=== Set problem A ===
Identify each line of the listing below that contains the string "concrete" and copy every such line. Case counts.

=== Given passage ===
•••

A barometer based on Adafruit's LPS25 breakout board, written in Rust, running on the Blue Pill board and displaying the result on an HD44780 LCD panel.
This is a barometer, it will display the current atmospheric pressure on an 16x2 alphanumeric LCD panel.
The Blue Pill is a very affordable STM32 (ARM Cortex M3) microcontroller board. You can read more about the Blue Pill on stm32-base's Blue Pill page. I have programmed this with a clone of the ST-Link V2 USB dongle. I've also used the ST-Link to provide power to the whole setup as it can provide both 5V and 3.3V power.
I use probe-rs and its probe-run component to flash the
program onto the microcontroller and to interact with it. In order for that to
work, you must make sure the ST-Link V2 debugger runs the latest firmware,
which I did wit hthe
STSW-LINK007
firmware upgrade application. This is a Java app which works well on Linux.
I program the microcontroller using Rust. I read
Circuit4u's Rust on STM32F103 Blue Pill with
Probe-run
tooling
article on using Rust on the Blue Pill. They've also got link to
Levi Pearson's
blue_pill_base git
repo that I cloned as the base for working in Rust with the Blue Pill. This
sets up the probe-rs integration and more.
The barometer is built with Adafruit's LPS25 breakout board, which contains ST's LPS25H MEMS pressure sensor. It measures ambient pressure between 260-1260 hPa and can be read over I2C.
The lps25hb crate is our Rust driver for this sensor.
The display is an LCD panel displaying 16 characters on each of 2 rows and is addressed over I2C. It has a Hitachi HD44780 LCD controller, and an I2C backpack already soldered on. The device is sold by Handsontec as the I2C Serial Interface 1602 LCD Module. There are many compatible devices like this, sold under different names.
The IC on the backpack is a PCF8574T - an NXP version of a TI port expander chip. It is communicated with over I2C and controls a larger number of pins.
I use the hd44780-driver crate to control the screen. It even includes the ability to use the I2C backpack, making this very simple.
You can see the wiring diagram below for how everything is connected.
First you need to connect up your programmer/debugger to the Blue Pill (see connecting your debugger for a pin-out diagram). For more information on the exact programmer I have used - look at the "ST-LINK/V2 Clone" section.
I'm using the first I2C bus on the Blue Pill, which is made up of pins SCL1 and SDA1. These are labeled PB6 and PB7 on the board. You can see the pinout diagram and chart on microcontrollerslab.com's Blue Pill pinout - peripherals programming features article.
These I2C pins are connected to both the pressure sensor and the screen. Both devices have their own I2C address and will happily talk on the same I2C bus.

•••

=== Rows from a pointing dataset ===
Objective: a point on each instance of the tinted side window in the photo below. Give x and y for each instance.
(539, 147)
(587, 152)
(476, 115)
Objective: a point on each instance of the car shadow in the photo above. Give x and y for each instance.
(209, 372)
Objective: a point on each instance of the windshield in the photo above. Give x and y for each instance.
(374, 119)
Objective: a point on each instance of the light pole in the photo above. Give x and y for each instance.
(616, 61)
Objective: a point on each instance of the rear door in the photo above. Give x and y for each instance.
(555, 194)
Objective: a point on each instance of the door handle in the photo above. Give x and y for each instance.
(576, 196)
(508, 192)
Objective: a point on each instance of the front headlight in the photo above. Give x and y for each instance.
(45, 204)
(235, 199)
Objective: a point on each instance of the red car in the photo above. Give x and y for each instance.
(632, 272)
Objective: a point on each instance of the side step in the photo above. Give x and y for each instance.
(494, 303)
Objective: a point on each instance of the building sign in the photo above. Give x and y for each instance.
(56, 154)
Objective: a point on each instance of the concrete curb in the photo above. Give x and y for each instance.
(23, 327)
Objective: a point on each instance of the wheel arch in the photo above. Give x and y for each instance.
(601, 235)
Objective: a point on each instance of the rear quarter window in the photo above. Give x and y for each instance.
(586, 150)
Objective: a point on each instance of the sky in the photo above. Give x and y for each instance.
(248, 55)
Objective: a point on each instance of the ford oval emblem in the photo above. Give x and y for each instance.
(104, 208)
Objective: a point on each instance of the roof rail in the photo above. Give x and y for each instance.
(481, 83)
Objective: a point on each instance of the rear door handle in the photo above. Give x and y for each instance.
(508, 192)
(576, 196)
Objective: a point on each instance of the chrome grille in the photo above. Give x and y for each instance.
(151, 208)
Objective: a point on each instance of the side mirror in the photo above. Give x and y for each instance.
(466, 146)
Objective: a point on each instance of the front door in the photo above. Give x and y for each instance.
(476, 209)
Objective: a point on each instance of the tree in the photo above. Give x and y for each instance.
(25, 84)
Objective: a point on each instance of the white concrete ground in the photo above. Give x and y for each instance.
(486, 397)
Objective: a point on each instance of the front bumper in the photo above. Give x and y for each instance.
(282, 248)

•••

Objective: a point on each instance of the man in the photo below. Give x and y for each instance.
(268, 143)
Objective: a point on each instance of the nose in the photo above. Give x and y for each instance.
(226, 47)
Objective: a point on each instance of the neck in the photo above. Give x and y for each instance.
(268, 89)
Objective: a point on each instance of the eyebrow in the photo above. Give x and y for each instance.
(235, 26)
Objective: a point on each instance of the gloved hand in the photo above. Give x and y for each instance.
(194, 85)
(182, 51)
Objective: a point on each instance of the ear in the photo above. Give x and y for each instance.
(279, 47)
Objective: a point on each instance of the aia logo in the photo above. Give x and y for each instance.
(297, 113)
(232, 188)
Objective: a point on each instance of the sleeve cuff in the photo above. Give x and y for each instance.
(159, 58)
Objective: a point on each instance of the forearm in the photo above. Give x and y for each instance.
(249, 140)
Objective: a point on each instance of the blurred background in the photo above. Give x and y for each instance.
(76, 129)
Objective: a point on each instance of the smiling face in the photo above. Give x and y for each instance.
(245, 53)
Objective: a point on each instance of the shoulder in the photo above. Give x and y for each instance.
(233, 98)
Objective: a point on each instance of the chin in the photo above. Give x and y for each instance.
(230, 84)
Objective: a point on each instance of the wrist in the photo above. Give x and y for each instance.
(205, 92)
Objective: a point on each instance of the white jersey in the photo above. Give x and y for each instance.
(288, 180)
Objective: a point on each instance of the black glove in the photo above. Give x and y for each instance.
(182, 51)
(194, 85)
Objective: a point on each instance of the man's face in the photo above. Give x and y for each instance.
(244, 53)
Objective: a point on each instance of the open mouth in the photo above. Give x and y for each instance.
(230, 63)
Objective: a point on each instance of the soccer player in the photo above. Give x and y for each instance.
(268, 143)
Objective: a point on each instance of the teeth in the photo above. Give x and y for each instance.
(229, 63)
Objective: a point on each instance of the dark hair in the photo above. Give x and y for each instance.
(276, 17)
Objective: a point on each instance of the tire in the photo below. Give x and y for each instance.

•••

=== Set problem B ===
Echo the barometer write-up above, word for word, from "The Blue Pill is" to "and 3.3V power.".

=== Worked answer A ===
Objective: a point on each instance of the concrete curb in the photo above. Give x and y for each instance.
Objective: a point on each instance of the white concrete ground in the photo above. Give x and y for each instance.

=== Worked answer B ===
The Blue Pill is a very affordable STM32 (ARM Cortex M3) microcontroller board. You can read more about the Blue Pill on stm32-base's Blue Pill page. I have programmed this with a clone of the ST-Link V2 USB dongle. I've also used the ST-Link to provide power to the whole setup as it can provide both 5V and 3.3V power.